### INSTRUCTIONS TO FOLLOW
Repeat part of the passage on Minkowski's bound word for word, beginning at the words "The proof of" and stopping after the words "establish some lemmas.".

### PASSAGE GIVEN
>> Begin

# proof of Minkowski’s bound

The proof of Minkowski’s bound will rely on Minkowski’s lattice point theorem (http://planetmath.org/MinkowskisTheorem), but we first need to establish some lemmas.

###### Lemma 1.

Let $M$ be a real number and suppose that for every non-zero ideal $\mathfrak{a}$ of the ring of integers $\mathcal{O}_{K}$ there exists a non-zero $x\in\mathfrak{a}$ with norm $\operatorname{N}(x)\leq M\operatorname{N}(\mathfrak{a})$.

Then, every ideal class of $\mathcal{O}_{K}$ has a representative $\mathfrak{a}$ satisfying $\operatorname{N}(\mathfrak{a})\leq M$.

###### Proof.

>> End

### ENTRIES PROVIDED
>> Begin

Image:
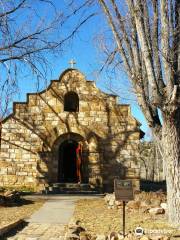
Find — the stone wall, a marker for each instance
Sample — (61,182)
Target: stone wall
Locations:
(32,134)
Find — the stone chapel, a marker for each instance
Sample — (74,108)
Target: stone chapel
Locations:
(71,132)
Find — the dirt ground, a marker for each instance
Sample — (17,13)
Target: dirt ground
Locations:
(98,219)
(12,213)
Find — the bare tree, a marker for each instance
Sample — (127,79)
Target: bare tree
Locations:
(147,37)
(30,33)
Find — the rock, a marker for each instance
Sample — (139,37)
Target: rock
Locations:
(157,238)
(111,202)
(146,203)
(78,230)
(72,237)
(101,237)
(115,236)
(144,238)
(133,204)
(164,206)
(156,211)
(8,192)
(155,202)
(85,236)
(118,203)
(2,200)
(108,197)
(130,236)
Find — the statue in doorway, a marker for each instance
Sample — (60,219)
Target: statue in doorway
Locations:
(79,161)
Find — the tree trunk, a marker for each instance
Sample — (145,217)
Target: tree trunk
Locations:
(171,150)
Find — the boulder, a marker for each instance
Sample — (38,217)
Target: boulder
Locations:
(157,210)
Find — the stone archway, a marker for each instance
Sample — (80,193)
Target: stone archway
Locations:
(65,158)
(67,162)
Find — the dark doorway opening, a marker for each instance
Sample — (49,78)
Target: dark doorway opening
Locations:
(67,168)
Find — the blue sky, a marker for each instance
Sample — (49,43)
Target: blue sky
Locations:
(83,49)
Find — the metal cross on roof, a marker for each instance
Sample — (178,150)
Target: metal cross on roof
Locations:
(72,63)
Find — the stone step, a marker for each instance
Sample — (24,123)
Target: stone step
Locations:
(70,188)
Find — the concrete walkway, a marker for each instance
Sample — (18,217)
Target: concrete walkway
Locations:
(49,222)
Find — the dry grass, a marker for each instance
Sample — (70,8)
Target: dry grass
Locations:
(11,214)
(98,219)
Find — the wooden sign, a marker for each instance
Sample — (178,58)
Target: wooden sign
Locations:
(123,190)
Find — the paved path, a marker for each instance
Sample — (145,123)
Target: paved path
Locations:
(48,223)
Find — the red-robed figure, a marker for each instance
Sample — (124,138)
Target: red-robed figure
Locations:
(79,161)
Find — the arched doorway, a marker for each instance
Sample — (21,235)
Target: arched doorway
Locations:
(68,164)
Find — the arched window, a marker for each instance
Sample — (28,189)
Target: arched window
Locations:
(71,102)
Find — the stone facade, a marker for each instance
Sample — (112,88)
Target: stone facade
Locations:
(32,135)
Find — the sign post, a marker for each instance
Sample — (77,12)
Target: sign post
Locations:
(123,192)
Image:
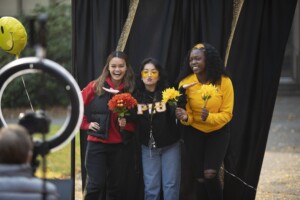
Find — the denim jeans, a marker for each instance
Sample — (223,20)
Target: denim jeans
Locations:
(162,169)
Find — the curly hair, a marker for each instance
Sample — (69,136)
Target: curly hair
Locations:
(214,64)
(161,83)
(128,79)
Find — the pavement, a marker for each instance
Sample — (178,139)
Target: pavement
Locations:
(280,174)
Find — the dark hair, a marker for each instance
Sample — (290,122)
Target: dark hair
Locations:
(15,144)
(214,65)
(128,79)
(161,83)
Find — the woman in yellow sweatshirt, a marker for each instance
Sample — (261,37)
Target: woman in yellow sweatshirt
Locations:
(209,105)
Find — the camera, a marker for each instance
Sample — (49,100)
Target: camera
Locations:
(35,122)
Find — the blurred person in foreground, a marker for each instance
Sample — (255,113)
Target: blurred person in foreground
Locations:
(16,178)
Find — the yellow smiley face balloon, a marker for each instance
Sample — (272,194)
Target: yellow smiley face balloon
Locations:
(13,36)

>> End

### FULL OUTPUT
The proof of Minkowski’s bound will rely on Minkowski’s lattice point theorem (http://planetmath.org/MinkowskisTheorem), but we first need to establish some lemmas.